- _EXERCISES_
**a.** Answer these questions using the review of the film Asylum.
(i) Who directed the film?
(ii) What post does Max arrive to take up, and where?
(iii) Which earlier film by the same director does the review mention?
**b.** Continue the review of the film Asylum from its last sentence.
**** SUPPLIED PASSAGE
Asylum – Review

Worth seeing: as a powerful but predictable, pedestrian and plodding drama
Director:David Mackenzie
Featuring:Ian McKellen, Natasha Richardson, Gus Lewis, Hugh Bonneville, Joss Ackland, Marton Csokas
Length:99 minutes
Certificate:15
Country:UK
Released:9th September 2005

WHAT’S IT ABOUT?

Psychiatrist Max (Hugh Bonneville) arrives to take up a position as “number two” at a secure hospital in 1950s England.

His wife Stella (Natasha Richardson) doesn’t fit into this highly controlled environment as well as her husband, and soon finds herself being drawn to a mysterious patient, Edgar (Marton Csokas).

Their attraction soon gets out of control and when news of it leaks out, it causes a scandal that threatens Max’s new job – and his future promotion prospects.
Max’s rival for the top job, Peter (Ian McKellen), has his own reasons for trying to keep Stella and Edgar apart, but he’s happy for the scandal to rumble on long enough to damage Max.

When Edgar escapes from the Asylum, Stella is torn between staying behind without him and leaving her successful, but emotionally cold husband, to live on the run with a killer.

WHAT’S IT LIKE?

As expected, from the director behind Young Adam, this is a powerful, sexually charged piece of drama.

The story itself is rather plodding and the supposed twists are largely rather predictable and pedestrian, to the extent that very little really shocks or surprises – and on the rare occasion that it does – perhaps only during a school trip – it’s so unremittingly bleak as to make you wonder how anyone could actually derive any enjoyment or satisfaction from watching it.
********
**** EXTRACTED MATERIAL
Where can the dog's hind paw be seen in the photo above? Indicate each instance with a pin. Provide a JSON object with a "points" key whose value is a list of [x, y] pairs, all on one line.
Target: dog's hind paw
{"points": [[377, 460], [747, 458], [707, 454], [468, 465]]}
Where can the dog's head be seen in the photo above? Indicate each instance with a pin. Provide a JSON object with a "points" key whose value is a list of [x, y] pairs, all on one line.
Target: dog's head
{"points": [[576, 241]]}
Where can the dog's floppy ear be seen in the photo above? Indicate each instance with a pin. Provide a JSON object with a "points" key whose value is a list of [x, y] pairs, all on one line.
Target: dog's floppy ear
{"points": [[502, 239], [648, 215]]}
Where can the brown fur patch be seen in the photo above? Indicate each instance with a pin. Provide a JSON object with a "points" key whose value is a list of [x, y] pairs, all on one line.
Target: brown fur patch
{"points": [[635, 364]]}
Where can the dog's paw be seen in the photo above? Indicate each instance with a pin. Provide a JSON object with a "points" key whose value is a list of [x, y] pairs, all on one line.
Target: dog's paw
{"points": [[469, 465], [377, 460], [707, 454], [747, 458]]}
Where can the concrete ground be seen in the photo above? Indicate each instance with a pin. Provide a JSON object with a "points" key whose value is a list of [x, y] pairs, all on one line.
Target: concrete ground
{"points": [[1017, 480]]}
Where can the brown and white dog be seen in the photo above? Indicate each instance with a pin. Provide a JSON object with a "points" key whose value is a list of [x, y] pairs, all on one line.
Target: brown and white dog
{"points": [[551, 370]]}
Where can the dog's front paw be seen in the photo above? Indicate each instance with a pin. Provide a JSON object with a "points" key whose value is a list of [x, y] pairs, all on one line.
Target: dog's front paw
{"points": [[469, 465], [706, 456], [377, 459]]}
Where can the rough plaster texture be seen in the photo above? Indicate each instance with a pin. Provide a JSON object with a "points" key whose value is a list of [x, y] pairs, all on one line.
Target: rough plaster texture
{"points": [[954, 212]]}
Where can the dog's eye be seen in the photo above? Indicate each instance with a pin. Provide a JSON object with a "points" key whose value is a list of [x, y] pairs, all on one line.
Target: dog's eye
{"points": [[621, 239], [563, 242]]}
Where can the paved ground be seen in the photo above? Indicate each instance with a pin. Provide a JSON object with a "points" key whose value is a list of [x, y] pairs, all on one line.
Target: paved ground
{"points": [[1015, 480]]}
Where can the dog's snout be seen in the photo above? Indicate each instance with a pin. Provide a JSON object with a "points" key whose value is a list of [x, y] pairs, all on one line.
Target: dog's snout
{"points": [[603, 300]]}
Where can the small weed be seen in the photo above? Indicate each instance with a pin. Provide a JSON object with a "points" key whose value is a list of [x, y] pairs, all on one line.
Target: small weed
********
- _TASK-BY-TASK OUTPUTS_
**a.**
(i) David Mackenzie
(ii) The "number two" position at a secure hospital in 1950s England
(iii) Young Adam

**b.**
The normally cheery and ebullient Hugh Bonneville plays effectively against type and the strongest performance in the film comes from Ian McKellen, who bristles with supercilious cheek.

But the other key performances – the ones on which the plot hangs – are less convincing. There was little real chemistry between Stella and Edgar – and certainly no logic to her decisions, although that was clearly the point of the film – the role of Stella was clearly hard to make in any way sympathetic – sadly, despite her efforts, Natasha Richardson doesn’t really succeed.

The inevitability of the conclusion of what becomes yet another British misery-fest means that the denouement comes as no surprise.

But while there is a market for this kind of dark, hopeless drama, the film-makers throw out all their indy-credentials to incorporate a cliché Hollywood would be too ashamed to adopt these days: after a fool-proof suicide attempt, one key character manages to stay alive just long enough for another character to arrive to be told “Leave me alone,” and not a second longer.